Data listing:
☆ ☆ ☆ ☆ ☆

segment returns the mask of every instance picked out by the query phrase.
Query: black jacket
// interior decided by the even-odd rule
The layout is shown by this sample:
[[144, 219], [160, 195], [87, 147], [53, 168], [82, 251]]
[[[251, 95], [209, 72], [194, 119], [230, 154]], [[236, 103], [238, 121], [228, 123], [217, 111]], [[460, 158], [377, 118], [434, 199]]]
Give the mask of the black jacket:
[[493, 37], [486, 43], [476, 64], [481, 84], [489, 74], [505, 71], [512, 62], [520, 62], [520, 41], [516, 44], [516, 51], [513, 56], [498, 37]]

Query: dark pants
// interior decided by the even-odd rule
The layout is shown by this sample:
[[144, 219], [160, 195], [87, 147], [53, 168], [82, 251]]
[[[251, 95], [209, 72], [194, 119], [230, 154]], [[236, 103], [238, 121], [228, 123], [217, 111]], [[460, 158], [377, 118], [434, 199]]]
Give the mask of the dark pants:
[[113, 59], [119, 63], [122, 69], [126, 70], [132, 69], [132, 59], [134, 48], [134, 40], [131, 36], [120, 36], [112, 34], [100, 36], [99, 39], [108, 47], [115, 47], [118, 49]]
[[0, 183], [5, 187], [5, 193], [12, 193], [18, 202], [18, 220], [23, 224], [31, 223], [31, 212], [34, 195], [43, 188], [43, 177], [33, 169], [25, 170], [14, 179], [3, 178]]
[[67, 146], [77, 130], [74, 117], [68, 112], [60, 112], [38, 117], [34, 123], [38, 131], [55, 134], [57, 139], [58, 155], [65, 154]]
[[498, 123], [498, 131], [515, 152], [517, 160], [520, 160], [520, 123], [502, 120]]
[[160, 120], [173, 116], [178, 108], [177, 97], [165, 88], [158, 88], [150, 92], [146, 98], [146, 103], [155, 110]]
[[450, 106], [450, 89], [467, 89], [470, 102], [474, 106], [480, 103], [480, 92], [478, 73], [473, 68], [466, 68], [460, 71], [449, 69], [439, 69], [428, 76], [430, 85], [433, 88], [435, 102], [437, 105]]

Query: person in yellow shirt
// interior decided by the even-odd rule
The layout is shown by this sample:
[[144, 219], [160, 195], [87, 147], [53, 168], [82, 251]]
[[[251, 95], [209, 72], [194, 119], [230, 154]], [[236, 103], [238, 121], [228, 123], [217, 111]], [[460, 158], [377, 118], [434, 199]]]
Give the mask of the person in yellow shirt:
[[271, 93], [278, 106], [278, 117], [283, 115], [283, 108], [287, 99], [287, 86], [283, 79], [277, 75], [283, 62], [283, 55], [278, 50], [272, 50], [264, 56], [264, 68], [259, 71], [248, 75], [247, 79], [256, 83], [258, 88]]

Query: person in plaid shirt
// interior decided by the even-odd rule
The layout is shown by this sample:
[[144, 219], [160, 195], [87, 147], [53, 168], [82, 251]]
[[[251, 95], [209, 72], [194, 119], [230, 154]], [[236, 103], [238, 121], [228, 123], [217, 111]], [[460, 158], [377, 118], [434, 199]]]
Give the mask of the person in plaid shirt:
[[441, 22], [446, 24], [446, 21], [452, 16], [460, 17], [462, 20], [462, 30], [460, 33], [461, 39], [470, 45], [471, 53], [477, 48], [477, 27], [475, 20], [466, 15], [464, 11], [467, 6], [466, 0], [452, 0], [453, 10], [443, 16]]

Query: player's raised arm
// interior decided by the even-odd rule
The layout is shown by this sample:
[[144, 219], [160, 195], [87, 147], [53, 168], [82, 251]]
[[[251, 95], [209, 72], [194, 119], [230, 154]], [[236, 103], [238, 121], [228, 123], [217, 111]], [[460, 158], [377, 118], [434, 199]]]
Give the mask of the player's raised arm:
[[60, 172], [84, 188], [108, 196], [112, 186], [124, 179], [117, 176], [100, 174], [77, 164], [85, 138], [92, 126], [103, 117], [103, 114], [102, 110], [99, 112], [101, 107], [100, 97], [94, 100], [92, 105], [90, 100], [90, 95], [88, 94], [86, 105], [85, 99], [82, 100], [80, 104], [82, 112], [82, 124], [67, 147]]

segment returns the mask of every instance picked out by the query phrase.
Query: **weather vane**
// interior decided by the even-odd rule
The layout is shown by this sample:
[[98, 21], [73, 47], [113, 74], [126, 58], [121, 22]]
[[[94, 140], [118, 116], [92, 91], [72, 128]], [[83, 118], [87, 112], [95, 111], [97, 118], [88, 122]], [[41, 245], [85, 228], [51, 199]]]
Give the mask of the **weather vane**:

☆ ☆ ☆ ☆ ☆

:: Written exercise ::
Revise the records above by replacing "even-odd rule" with "nonzero winding rule" wherever it occurs, leaving everything else unchanged.

:: Written answer ::
segment returns the mask of every instance picked out by the query phrase.
Query: black jacket
// interior decided by the nonzero winding rule
The layout is shown by this sample:
[[144, 219], [160, 195], [87, 147], [53, 168], [82, 251]]
[[[251, 95], [209, 72], [194, 119], [230, 154]], [[236, 103], [238, 121], [228, 123], [217, 111]], [[460, 158], [377, 118], [434, 199]]]
Give the mask of the black jacket:
[[493, 37], [486, 43], [476, 64], [481, 84], [489, 74], [505, 71], [512, 62], [520, 62], [520, 41], [516, 44], [516, 51], [513, 56], [498, 37]]

Query: dark pants
// interior decided by the nonzero winding rule
The layout is shown by this sample:
[[144, 219], [160, 195], [87, 147], [53, 168], [82, 251]]
[[[251, 95], [209, 72], [194, 119], [230, 154]], [[236, 103], [238, 121], [228, 123], [217, 111]], [[460, 158], [377, 118], [434, 199]]]
Give the mask of the dark pants:
[[113, 59], [119, 63], [122, 69], [126, 70], [132, 69], [132, 59], [134, 48], [134, 40], [131, 36], [120, 36], [112, 34], [100, 36], [99, 39], [108, 47], [115, 47], [118, 49]]
[[0, 183], [5, 187], [5, 193], [12, 193], [18, 202], [18, 220], [23, 224], [31, 223], [31, 212], [34, 195], [43, 188], [43, 177], [33, 169], [25, 170], [14, 179], [3, 178]]
[[67, 146], [77, 130], [74, 117], [68, 112], [60, 112], [38, 117], [34, 123], [38, 131], [55, 134], [57, 139], [58, 155], [65, 154]]
[[498, 123], [498, 131], [515, 152], [517, 160], [520, 160], [520, 123], [502, 120]]
[[160, 120], [173, 116], [178, 108], [177, 97], [165, 88], [158, 88], [150, 92], [146, 98], [146, 103], [155, 110]]
[[450, 106], [450, 89], [467, 89], [470, 102], [474, 106], [480, 103], [480, 92], [478, 73], [473, 68], [466, 68], [460, 71], [449, 69], [439, 69], [428, 76], [430, 85], [433, 88], [435, 102], [437, 105]]

Query: person in yellow shirt
// interior decided by the nonzero winding rule
The layout is shown by this sample:
[[144, 219], [160, 195], [87, 147], [53, 168], [82, 251]]
[[[251, 95], [209, 72], [194, 119], [230, 154]], [[236, 103], [238, 121], [228, 123], [217, 111]], [[460, 158], [377, 118], [434, 199]]]
Give the mask of the person in yellow shirt:
[[271, 93], [278, 106], [278, 117], [283, 115], [283, 108], [287, 99], [287, 86], [283, 79], [277, 75], [283, 62], [283, 55], [278, 50], [272, 50], [264, 56], [264, 68], [259, 71], [248, 75], [247, 79], [256, 83], [258, 88]]

Query: person in plaid shirt
// interior decided by the nonzero winding rule
The layout is shown by this sample:
[[144, 219], [160, 195], [87, 147], [53, 168], [82, 251]]
[[[251, 95], [209, 72], [194, 119], [230, 154]], [[236, 103], [238, 121], [228, 123], [217, 111]], [[460, 158], [377, 118], [434, 199]]]
Give the mask of the person in plaid shirt:
[[441, 22], [446, 24], [446, 21], [452, 16], [460, 17], [462, 20], [462, 30], [460, 33], [461, 39], [470, 45], [471, 53], [477, 48], [477, 27], [475, 20], [466, 15], [464, 11], [467, 6], [466, 0], [452, 0], [453, 10], [443, 16]]

Query: player's raised arm
// interior decided by the nonzero winding rule
The layout is shown by this sample:
[[144, 219], [160, 195], [87, 147], [53, 168], [82, 251]]
[[[251, 95], [209, 72], [194, 119], [230, 154]], [[236, 103], [238, 121], [228, 123], [217, 111]], [[460, 158], [377, 118], [434, 199]]]
Give the mask of the player's raised arm:
[[60, 172], [84, 188], [108, 196], [112, 186], [124, 179], [117, 176], [100, 174], [77, 164], [85, 138], [92, 126], [103, 117], [103, 114], [102, 110], [99, 112], [101, 107], [100, 97], [94, 100], [92, 105], [90, 100], [90, 95], [88, 94], [86, 105], [85, 99], [82, 100], [80, 104], [82, 112], [82, 124], [67, 147]]

segment returns the mask of every instance picked out by the query phrase.
Query: **weather vane**
// interior decided by the nonzero winding rule
The layout is shown by this sample:
[[98, 21], [73, 47], [113, 74], [126, 58], [121, 22]]
[[[94, 140], [118, 116], [92, 91], [72, 128]], [[83, 118], [87, 112], [95, 111], [97, 118], [88, 122]], [[41, 245], [85, 228], [51, 199]]]
Give the mask of the **weather vane**:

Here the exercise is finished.